▸ Text-to-region grounding data
──────────────────────────────
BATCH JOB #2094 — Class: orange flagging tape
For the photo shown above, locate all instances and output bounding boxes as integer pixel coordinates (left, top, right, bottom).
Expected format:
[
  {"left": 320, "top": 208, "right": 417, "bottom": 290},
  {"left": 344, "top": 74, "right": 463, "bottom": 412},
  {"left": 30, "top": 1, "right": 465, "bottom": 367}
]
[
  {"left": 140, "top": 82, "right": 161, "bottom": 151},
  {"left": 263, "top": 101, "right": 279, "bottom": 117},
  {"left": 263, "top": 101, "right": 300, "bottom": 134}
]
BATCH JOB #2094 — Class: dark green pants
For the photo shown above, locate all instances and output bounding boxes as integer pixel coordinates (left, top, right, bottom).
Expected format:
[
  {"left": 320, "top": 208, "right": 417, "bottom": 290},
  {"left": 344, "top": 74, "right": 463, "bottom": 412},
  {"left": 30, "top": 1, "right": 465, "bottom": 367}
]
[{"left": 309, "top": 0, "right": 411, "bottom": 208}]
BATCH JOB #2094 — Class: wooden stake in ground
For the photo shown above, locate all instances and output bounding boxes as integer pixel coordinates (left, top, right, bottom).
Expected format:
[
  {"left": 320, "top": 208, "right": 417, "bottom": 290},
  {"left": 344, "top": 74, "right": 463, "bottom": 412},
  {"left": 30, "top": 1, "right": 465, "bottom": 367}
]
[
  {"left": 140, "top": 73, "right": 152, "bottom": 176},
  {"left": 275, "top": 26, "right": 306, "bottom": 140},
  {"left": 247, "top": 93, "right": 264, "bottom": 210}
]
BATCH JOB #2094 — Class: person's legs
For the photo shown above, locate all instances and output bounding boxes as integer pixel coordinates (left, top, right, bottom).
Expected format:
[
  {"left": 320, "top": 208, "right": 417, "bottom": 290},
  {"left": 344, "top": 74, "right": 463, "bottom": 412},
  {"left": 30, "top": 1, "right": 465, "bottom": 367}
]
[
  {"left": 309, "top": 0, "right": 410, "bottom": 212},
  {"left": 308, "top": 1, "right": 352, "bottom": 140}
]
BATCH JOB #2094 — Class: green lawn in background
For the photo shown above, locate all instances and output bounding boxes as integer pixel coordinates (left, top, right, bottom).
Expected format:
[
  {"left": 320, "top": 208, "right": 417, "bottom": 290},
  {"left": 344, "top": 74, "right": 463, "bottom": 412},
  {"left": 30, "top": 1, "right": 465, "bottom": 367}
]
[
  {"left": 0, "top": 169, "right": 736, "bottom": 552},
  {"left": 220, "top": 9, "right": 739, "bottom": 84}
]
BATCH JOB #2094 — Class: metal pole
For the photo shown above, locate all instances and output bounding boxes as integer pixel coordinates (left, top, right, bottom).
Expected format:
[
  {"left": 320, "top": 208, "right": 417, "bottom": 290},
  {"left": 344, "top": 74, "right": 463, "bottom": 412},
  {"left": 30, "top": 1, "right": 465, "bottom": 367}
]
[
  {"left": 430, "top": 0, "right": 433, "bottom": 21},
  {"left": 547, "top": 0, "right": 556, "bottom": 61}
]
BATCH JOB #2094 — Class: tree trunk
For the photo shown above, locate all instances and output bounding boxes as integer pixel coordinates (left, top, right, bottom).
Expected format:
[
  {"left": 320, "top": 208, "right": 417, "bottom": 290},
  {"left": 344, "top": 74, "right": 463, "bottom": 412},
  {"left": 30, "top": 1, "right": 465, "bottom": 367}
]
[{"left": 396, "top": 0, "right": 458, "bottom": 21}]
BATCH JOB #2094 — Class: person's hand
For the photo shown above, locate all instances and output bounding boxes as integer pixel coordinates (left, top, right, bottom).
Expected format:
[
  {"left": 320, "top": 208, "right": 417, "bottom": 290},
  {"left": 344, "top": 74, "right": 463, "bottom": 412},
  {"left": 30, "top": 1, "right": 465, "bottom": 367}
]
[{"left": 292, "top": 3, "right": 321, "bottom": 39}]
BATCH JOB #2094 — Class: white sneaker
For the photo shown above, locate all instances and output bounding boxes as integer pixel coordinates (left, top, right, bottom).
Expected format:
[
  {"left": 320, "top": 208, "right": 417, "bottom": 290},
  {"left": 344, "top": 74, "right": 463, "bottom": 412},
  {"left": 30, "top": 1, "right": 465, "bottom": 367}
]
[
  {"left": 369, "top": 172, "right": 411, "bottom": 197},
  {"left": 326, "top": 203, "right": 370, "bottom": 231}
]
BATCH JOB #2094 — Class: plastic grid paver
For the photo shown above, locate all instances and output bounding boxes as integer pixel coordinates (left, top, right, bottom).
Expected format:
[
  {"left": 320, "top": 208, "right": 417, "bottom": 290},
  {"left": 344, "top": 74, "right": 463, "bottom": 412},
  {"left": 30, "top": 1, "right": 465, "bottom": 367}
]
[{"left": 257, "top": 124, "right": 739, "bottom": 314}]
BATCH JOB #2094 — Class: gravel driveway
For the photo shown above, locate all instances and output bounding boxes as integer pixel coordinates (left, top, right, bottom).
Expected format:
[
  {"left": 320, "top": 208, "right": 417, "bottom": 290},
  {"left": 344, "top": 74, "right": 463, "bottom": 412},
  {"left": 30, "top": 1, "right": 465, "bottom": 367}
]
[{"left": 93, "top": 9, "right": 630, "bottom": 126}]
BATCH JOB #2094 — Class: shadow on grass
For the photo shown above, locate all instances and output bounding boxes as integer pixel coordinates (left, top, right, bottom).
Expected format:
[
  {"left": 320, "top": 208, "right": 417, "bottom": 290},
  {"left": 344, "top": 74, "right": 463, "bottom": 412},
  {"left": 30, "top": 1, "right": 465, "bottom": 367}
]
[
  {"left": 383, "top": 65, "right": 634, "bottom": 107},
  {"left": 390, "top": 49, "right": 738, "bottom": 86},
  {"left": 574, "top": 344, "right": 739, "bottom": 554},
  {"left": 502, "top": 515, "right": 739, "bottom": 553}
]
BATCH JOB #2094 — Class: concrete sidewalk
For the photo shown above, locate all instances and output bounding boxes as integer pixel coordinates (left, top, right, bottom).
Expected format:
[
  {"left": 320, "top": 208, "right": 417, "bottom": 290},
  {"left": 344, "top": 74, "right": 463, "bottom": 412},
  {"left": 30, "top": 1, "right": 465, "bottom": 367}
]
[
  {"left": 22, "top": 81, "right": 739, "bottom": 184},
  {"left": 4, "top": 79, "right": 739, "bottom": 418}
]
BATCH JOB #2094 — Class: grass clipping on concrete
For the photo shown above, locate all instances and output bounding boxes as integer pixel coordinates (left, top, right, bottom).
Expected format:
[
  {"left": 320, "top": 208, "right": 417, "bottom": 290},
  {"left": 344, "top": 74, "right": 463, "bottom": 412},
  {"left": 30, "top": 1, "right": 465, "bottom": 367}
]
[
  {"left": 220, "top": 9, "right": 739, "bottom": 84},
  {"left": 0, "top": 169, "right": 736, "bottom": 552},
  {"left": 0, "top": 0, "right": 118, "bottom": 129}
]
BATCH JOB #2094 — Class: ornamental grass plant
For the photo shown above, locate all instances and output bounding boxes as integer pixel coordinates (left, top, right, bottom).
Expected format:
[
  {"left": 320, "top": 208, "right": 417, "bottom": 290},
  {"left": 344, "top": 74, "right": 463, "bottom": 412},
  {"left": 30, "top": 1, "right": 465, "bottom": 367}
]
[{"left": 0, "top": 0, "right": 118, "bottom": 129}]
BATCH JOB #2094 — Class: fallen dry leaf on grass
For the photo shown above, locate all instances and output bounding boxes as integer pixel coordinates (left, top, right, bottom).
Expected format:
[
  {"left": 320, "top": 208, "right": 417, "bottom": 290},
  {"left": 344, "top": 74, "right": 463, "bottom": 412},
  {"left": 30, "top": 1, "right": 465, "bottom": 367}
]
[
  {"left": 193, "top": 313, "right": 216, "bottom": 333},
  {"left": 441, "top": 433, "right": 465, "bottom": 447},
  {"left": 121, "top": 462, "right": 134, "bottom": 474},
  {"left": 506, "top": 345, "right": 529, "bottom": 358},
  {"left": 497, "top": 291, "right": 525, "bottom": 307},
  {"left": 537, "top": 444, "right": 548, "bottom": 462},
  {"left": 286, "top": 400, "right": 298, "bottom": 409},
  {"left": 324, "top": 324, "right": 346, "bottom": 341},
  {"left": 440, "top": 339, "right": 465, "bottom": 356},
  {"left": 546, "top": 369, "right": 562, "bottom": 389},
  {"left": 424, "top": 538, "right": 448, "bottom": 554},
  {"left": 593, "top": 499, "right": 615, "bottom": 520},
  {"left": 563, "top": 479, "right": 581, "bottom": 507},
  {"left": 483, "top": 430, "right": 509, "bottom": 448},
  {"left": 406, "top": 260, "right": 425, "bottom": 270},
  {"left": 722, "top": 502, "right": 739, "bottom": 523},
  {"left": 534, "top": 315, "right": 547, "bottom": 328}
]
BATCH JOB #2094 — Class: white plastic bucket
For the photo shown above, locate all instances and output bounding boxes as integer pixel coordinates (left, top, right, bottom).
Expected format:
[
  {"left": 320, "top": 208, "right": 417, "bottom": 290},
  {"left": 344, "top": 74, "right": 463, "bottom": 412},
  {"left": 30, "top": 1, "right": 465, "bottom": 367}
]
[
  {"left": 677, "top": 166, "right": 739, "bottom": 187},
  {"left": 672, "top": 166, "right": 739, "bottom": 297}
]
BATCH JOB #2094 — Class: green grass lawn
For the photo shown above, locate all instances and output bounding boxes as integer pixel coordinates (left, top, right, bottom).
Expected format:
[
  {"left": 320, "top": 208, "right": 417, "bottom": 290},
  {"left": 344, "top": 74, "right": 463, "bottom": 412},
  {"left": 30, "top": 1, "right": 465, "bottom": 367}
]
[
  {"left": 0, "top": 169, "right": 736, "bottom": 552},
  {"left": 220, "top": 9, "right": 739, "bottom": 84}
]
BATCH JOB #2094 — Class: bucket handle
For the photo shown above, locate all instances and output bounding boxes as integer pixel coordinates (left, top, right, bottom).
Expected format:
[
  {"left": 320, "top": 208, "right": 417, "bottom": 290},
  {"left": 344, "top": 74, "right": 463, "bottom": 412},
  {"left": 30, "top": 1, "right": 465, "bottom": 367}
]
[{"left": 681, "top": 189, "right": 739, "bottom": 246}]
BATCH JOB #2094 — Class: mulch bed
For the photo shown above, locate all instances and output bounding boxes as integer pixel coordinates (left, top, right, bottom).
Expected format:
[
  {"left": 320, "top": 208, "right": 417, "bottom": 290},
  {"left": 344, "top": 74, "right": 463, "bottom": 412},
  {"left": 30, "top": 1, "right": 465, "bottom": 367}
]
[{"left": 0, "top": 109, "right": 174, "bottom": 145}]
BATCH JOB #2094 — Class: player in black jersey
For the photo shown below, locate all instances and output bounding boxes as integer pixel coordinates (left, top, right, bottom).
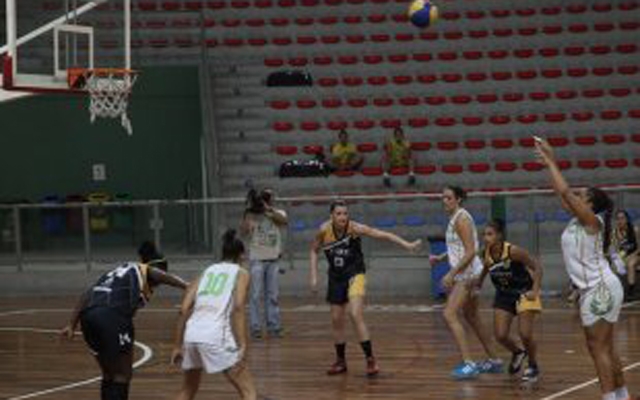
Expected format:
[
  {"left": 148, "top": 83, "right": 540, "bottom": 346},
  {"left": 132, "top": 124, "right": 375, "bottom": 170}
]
[
  {"left": 476, "top": 219, "right": 543, "bottom": 382},
  {"left": 310, "top": 200, "right": 421, "bottom": 377},
  {"left": 61, "top": 241, "right": 188, "bottom": 400}
]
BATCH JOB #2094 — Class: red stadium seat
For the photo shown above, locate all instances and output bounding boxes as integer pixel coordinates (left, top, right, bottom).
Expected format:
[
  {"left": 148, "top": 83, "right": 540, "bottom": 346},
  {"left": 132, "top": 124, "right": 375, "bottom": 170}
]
[
  {"left": 393, "top": 76, "right": 414, "bottom": 85},
  {"left": 632, "top": 134, "right": 640, "bottom": 143},
  {"left": 518, "top": 27, "right": 538, "bottom": 36},
  {"left": 395, "top": 33, "right": 415, "bottom": 42},
  {"left": 420, "top": 31, "right": 439, "bottom": 40},
  {"left": 297, "top": 36, "right": 317, "bottom": 45},
  {"left": 362, "top": 167, "right": 384, "bottom": 176},
  {"left": 522, "top": 162, "right": 544, "bottom": 171},
  {"left": 517, "top": 114, "right": 539, "bottom": 124},
  {"left": 568, "top": 23, "right": 589, "bottom": 33},
  {"left": 464, "top": 140, "right": 485, "bottom": 150},
  {"left": 593, "top": 67, "right": 614, "bottom": 76},
  {"left": 319, "top": 16, "right": 338, "bottom": 25},
  {"left": 567, "top": 67, "right": 588, "bottom": 77},
  {"left": 278, "top": 0, "right": 295, "bottom": 6},
  {"left": 247, "top": 37, "right": 268, "bottom": 46},
  {"left": 468, "top": 30, "right": 489, "bottom": 39},
  {"left": 207, "top": 1, "right": 226, "bottom": 8},
  {"left": 610, "top": 88, "right": 632, "bottom": 97},
  {"left": 545, "top": 113, "right": 567, "bottom": 123},
  {"left": 462, "top": 116, "right": 483, "bottom": 126},
  {"left": 437, "top": 141, "right": 459, "bottom": 150},
  {"left": 601, "top": 110, "right": 622, "bottom": 120},
  {"left": 463, "top": 51, "right": 483, "bottom": 60},
  {"left": 295, "top": 99, "right": 316, "bottom": 109},
  {"left": 162, "top": 1, "right": 181, "bottom": 10},
  {"left": 270, "top": 100, "right": 291, "bottom": 110},
  {"left": 368, "top": 76, "right": 389, "bottom": 86},
  {"left": 469, "top": 163, "right": 490, "bottom": 173},
  {"left": 557, "top": 160, "right": 572, "bottom": 170},
  {"left": 357, "top": 143, "right": 378, "bottom": 153},
  {"left": 620, "top": 21, "right": 640, "bottom": 30},
  {"left": 617, "top": 44, "right": 637, "bottom": 53},
  {"left": 415, "top": 165, "right": 436, "bottom": 175},
  {"left": 466, "top": 10, "right": 486, "bottom": 19},
  {"left": 442, "top": 164, "right": 464, "bottom": 174},
  {"left": 148, "top": 38, "right": 170, "bottom": 48},
  {"left": 368, "top": 14, "right": 387, "bottom": 23},
  {"left": 516, "top": 8, "right": 536, "bottom": 16},
  {"left": 363, "top": 55, "right": 384, "bottom": 64},
  {"left": 442, "top": 73, "right": 462, "bottom": 83},
  {"left": 566, "top": 4, "right": 587, "bottom": 13},
  {"left": 347, "top": 98, "right": 368, "bottom": 108},
  {"left": 514, "top": 49, "right": 534, "bottom": 58},
  {"left": 491, "top": 9, "right": 511, "bottom": 18},
  {"left": 452, "top": 95, "right": 473, "bottom": 104},
  {"left": 438, "top": 52, "right": 458, "bottom": 61},
  {"left": 295, "top": 17, "right": 314, "bottom": 25},
  {"left": 320, "top": 35, "right": 340, "bottom": 44},
  {"left": 467, "top": 72, "right": 488, "bottom": 81},
  {"left": 519, "top": 138, "right": 535, "bottom": 148},
  {"left": 425, "top": 96, "right": 446, "bottom": 106},
  {"left": 321, "top": 98, "right": 342, "bottom": 109},
  {"left": 390, "top": 167, "right": 410, "bottom": 176},
  {"left": 577, "top": 160, "right": 601, "bottom": 170},
  {"left": 593, "top": 2, "right": 613, "bottom": 12},
  {"left": 543, "top": 25, "right": 563, "bottom": 35},
  {"left": 344, "top": 15, "right": 362, "bottom": 24},
  {"left": 539, "top": 48, "right": 560, "bottom": 57},
  {"left": 602, "top": 134, "right": 626, "bottom": 145},
  {"left": 495, "top": 162, "right": 518, "bottom": 172},
  {"left": 354, "top": 119, "right": 375, "bottom": 130},
  {"left": 303, "top": 145, "right": 323, "bottom": 155},
  {"left": 477, "top": 93, "right": 498, "bottom": 103},
  {"left": 503, "top": 93, "right": 524, "bottom": 102},
  {"left": 381, "top": 119, "right": 402, "bottom": 128},
  {"left": 413, "top": 53, "right": 432, "bottom": 62},
  {"left": 444, "top": 31, "right": 464, "bottom": 40},
  {"left": 541, "top": 6, "right": 561, "bottom": 15},
  {"left": 273, "top": 121, "right": 294, "bottom": 132},
  {"left": 343, "top": 76, "right": 363, "bottom": 86},
  {"left": 327, "top": 121, "right": 348, "bottom": 130},
  {"left": 334, "top": 170, "right": 356, "bottom": 177},
  {"left": 346, "top": 35, "right": 366, "bottom": 44},
  {"left": 388, "top": 54, "right": 409, "bottom": 63},
  {"left": 594, "top": 23, "right": 615, "bottom": 32},
  {"left": 254, "top": 0, "right": 273, "bottom": 7},
  {"left": 488, "top": 50, "right": 509, "bottom": 59},
  {"left": 583, "top": 89, "right": 605, "bottom": 98},
  {"left": 231, "top": 0, "right": 250, "bottom": 7},
  {"left": 619, "top": 1, "right": 638, "bottom": 11},
  {"left": 417, "top": 74, "right": 437, "bottom": 84},
  {"left": 489, "top": 115, "right": 511, "bottom": 125},
  {"left": 548, "top": 137, "right": 569, "bottom": 147},
  {"left": 572, "top": 111, "right": 595, "bottom": 122},
  {"left": 408, "top": 117, "right": 429, "bottom": 127},
  {"left": 441, "top": 11, "right": 461, "bottom": 20},
  {"left": 492, "top": 139, "right": 514, "bottom": 149},
  {"left": 338, "top": 55, "right": 358, "bottom": 65},
  {"left": 494, "top": 28, "right": 514, "bottom": 37},
  {"left": 300, "top": 121, "right": 320, "bottom": 131},
  {"left": 276, "top": 145, "right": 297, "bottom": 156},
  {"left": 492, "top": 71, "right": 513, "bottom": 81},
  {"left": 400, "top": 96, "right": 421, "bottom": 106},
  {"left": 301, "top": 0, "right": 320, "bottom": 6},
  {"left": 630, "top": 109, "right": 640, "bottom": 118},
  {"left": 605, "top": 159, "right": 629, "bottom": 169},
  {"left": 411, "top": 142, "right": 431, "bottom": 151},
  {"left": 318, "top": 77, "right": 338, "bottom": 87},
  {"left": 541, "top": 69, "right": 562, "bottom": 78},
  {"left": 575, "top": 136, "right": 597, "bottom": 146},
  {"left": 529, "top": 92, "right": 550, "bottom": 101},
  {"left": 556, "top": 90, "right": 577, "bottom": 100}
]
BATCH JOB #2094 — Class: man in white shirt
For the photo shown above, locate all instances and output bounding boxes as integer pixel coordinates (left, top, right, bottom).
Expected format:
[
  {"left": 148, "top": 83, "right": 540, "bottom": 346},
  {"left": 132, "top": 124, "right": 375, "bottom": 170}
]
[{"left": 241, "top": 188, "right": 288, "bottom": 339}]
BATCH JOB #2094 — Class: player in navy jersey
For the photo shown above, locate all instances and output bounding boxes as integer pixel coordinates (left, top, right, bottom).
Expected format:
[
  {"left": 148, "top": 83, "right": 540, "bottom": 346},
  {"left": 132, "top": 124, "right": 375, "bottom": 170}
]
[{"left": 61, "top": 241, "right": 187, "bottom": 400}]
──────────────────────────────
▸ DESCRIPTION OF THE TASK
Once you have counted the lines of the records holding the string "green", state that number with no other words.

▸ RESPONSE
3